In the entries below, render the lines between the one containing "the white wall." and the one containing "0, 117, 10, 145", inclusive, as a numbered list with blank lines left out.

> **Data excerpts**:
%%

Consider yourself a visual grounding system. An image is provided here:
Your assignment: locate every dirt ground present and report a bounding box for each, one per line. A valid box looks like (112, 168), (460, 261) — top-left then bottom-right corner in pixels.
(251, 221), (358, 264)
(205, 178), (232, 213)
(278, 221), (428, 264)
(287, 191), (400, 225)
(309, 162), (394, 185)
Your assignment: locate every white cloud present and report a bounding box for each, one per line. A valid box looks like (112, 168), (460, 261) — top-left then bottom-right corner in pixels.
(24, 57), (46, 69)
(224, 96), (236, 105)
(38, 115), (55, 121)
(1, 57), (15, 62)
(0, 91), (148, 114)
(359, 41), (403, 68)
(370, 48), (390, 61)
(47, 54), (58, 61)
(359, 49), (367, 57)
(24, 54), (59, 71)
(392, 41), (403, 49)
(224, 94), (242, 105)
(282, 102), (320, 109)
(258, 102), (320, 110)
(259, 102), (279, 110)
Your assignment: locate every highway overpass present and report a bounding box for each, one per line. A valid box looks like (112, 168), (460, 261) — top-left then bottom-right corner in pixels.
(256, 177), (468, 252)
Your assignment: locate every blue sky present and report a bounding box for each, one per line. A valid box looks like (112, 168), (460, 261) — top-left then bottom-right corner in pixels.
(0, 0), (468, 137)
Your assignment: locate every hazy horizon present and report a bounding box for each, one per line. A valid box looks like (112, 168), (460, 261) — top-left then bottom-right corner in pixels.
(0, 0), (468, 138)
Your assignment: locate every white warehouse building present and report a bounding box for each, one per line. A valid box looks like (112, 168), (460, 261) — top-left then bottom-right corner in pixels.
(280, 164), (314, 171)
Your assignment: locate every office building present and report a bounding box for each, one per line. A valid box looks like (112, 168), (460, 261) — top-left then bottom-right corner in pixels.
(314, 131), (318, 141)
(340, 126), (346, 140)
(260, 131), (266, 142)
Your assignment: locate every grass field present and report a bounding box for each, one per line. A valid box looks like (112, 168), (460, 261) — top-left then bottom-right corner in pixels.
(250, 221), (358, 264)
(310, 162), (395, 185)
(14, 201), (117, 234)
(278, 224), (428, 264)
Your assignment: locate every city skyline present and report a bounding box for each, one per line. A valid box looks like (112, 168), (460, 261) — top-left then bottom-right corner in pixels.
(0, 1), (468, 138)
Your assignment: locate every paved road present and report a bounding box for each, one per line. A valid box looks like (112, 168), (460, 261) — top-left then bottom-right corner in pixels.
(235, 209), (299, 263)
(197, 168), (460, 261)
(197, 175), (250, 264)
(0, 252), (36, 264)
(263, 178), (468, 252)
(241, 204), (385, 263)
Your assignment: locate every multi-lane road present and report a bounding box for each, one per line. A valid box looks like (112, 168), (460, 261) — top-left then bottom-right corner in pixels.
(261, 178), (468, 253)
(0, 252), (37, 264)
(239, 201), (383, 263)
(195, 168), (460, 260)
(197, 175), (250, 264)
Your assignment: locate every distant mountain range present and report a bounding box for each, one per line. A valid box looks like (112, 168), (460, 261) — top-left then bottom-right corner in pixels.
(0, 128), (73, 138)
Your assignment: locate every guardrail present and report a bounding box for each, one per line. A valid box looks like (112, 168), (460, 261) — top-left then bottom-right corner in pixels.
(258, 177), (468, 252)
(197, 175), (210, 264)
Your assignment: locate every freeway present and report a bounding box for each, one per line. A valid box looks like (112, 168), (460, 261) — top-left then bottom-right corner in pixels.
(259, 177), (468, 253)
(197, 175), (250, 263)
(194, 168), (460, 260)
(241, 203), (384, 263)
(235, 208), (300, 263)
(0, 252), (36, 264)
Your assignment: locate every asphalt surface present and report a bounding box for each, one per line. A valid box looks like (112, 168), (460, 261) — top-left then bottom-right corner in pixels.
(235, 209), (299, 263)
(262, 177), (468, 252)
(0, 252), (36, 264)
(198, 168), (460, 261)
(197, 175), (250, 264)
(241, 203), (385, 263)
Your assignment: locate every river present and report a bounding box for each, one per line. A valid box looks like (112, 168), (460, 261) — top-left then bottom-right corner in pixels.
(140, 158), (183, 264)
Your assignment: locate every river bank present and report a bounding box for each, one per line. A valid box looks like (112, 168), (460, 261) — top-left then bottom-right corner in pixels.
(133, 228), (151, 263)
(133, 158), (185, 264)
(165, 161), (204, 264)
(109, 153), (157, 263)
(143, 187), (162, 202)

%%
%%

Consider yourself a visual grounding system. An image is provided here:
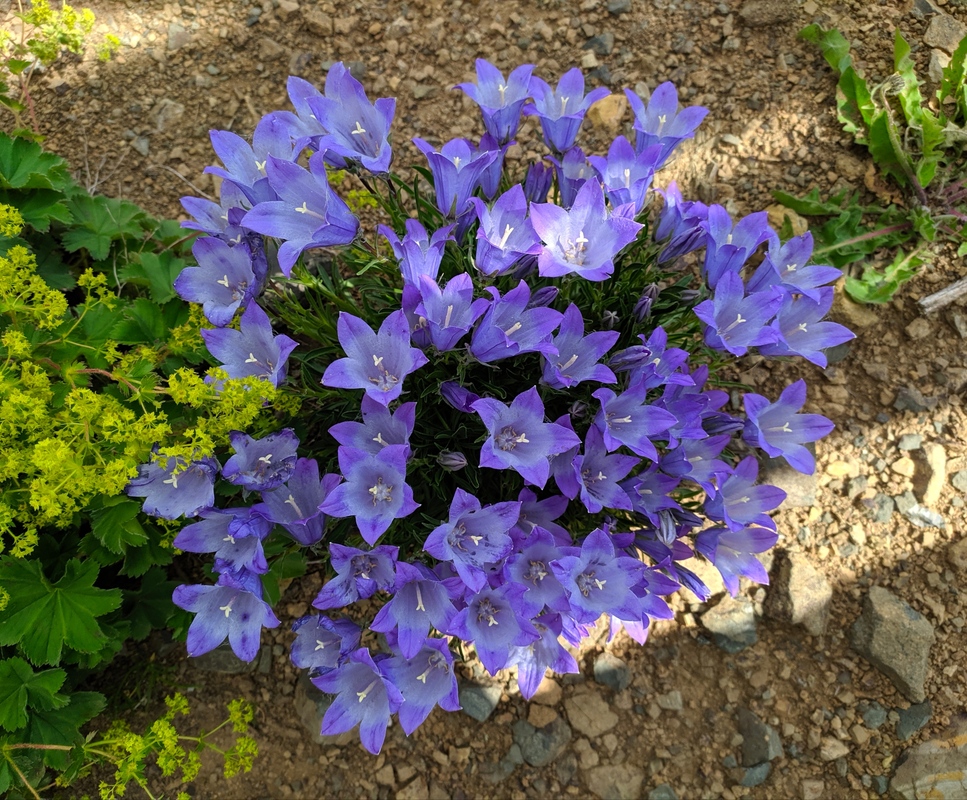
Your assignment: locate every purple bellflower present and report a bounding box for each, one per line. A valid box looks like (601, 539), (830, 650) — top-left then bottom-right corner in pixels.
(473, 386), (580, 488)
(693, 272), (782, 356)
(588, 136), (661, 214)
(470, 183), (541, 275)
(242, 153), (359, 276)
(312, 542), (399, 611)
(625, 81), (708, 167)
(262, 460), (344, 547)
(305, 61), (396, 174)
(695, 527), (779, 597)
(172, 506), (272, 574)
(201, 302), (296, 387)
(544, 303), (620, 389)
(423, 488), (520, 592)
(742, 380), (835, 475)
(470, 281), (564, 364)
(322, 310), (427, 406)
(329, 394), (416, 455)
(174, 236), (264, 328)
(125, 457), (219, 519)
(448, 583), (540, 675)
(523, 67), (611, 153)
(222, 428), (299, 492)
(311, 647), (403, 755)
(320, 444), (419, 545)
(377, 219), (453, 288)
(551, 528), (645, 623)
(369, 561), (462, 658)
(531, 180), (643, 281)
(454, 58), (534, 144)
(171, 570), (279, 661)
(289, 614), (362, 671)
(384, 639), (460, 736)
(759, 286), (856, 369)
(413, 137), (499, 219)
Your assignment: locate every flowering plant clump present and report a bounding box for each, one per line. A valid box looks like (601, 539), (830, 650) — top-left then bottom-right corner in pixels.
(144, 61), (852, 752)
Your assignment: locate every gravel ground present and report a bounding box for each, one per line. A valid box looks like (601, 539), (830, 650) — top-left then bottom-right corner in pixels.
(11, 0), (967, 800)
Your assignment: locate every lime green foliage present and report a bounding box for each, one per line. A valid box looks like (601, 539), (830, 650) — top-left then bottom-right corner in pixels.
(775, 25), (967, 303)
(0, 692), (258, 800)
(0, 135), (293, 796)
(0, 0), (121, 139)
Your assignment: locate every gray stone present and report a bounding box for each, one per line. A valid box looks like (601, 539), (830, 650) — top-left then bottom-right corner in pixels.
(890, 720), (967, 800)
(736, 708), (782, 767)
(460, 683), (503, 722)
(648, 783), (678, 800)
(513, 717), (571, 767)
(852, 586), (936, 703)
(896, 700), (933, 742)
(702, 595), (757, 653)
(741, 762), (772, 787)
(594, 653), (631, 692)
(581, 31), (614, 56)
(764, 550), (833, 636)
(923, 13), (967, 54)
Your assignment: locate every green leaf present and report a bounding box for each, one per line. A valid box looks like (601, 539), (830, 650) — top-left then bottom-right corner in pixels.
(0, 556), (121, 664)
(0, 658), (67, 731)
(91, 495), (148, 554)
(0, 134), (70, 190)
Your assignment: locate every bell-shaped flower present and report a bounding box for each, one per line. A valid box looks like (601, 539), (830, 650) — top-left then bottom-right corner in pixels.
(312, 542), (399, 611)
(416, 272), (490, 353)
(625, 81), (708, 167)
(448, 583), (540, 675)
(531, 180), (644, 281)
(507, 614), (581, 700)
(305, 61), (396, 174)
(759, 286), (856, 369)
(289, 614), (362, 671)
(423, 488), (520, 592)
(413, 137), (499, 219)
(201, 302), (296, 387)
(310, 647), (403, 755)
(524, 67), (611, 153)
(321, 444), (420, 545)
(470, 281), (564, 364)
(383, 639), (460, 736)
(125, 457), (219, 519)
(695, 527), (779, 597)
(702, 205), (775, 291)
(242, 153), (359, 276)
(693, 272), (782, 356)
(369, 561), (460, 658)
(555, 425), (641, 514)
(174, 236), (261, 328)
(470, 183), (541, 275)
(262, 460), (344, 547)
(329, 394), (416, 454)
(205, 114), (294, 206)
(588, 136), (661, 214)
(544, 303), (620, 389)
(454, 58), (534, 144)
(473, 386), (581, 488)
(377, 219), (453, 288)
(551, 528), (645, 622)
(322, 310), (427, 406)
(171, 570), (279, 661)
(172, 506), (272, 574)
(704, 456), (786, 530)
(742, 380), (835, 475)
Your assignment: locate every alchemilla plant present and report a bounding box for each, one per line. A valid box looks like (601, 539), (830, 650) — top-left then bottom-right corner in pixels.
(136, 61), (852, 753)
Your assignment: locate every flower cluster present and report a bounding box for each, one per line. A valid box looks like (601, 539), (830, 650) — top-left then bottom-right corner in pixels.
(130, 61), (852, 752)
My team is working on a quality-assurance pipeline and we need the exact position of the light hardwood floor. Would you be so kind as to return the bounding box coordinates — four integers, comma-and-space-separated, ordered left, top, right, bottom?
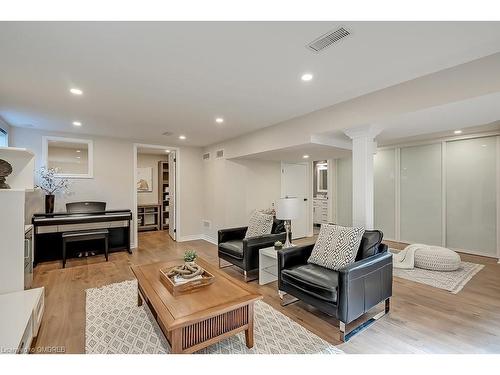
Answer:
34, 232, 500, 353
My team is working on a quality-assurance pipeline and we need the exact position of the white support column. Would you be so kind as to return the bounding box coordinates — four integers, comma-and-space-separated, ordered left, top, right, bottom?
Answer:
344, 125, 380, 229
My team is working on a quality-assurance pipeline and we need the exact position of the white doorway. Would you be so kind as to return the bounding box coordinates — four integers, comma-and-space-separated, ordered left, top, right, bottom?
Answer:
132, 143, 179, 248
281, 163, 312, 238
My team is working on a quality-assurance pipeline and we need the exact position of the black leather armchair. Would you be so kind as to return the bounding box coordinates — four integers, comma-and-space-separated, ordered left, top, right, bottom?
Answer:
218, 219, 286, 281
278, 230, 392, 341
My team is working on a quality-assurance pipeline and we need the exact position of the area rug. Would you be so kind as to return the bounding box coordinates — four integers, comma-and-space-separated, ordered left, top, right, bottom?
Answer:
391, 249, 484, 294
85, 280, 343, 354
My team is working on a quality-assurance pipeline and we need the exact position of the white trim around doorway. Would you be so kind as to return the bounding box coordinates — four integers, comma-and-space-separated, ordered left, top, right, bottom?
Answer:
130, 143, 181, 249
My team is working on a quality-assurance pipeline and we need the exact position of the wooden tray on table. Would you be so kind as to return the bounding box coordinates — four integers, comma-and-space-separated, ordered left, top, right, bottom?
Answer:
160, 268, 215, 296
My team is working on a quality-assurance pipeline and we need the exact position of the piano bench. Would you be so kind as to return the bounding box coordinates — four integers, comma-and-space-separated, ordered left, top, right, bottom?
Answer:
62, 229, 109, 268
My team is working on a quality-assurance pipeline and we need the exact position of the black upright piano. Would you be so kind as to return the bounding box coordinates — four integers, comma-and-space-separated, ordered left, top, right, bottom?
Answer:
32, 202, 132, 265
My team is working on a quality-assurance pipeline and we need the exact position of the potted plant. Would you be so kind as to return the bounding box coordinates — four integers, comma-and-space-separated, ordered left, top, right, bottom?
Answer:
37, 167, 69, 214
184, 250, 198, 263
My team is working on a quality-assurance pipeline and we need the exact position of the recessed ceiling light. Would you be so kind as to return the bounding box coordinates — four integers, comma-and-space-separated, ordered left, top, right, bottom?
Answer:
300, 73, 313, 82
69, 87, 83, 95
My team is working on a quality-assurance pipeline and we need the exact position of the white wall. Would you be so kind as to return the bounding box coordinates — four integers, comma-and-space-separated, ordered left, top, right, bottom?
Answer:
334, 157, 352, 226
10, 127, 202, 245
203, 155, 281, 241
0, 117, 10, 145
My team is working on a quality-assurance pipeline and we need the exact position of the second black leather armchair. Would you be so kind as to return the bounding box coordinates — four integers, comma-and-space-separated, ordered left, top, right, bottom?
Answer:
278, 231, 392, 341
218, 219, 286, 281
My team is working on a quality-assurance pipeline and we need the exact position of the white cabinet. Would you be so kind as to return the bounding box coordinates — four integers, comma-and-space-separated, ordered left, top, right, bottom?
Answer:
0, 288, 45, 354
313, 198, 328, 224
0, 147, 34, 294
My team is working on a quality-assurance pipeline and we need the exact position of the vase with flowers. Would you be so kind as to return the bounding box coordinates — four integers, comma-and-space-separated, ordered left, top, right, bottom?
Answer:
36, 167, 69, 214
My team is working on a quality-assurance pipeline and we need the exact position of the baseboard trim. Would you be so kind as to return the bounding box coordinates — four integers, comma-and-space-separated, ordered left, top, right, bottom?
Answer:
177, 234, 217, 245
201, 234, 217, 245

%%

> **Response for this exercise**:
1. My team is working on a quality-assurance pipeline and we need the exact position of the white wall. Would you be so kind as to return the bounding box coordinates — four integers, comma-and-space-separated, ordered left, top, right, bottom?
2. Answer:
3. 334, 157, 352, 226
4. 10, 127, 202, 245
5. 203, 155, 281, 241
6. 0, 117, 10, 145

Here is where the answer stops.